▸ **What to produce**:
All lines of the material that contain "Task" must be copied out.

▸ **Information supplied**:
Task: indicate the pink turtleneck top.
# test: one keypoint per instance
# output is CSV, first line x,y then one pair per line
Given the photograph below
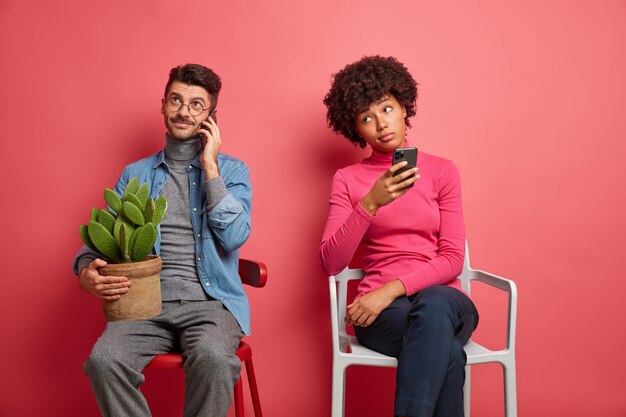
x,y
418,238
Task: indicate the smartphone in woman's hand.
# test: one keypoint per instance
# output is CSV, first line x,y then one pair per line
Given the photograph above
--
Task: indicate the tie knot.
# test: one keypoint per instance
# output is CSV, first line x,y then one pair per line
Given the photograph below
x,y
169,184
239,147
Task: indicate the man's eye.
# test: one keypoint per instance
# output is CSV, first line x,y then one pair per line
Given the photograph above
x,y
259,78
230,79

▸ **Written response**:
Task: indicate the pink turtleneck top.
Task: indicate the smartphone in woman's hand.
Task: indicate the tie knot.
Task: indicate the man's eye.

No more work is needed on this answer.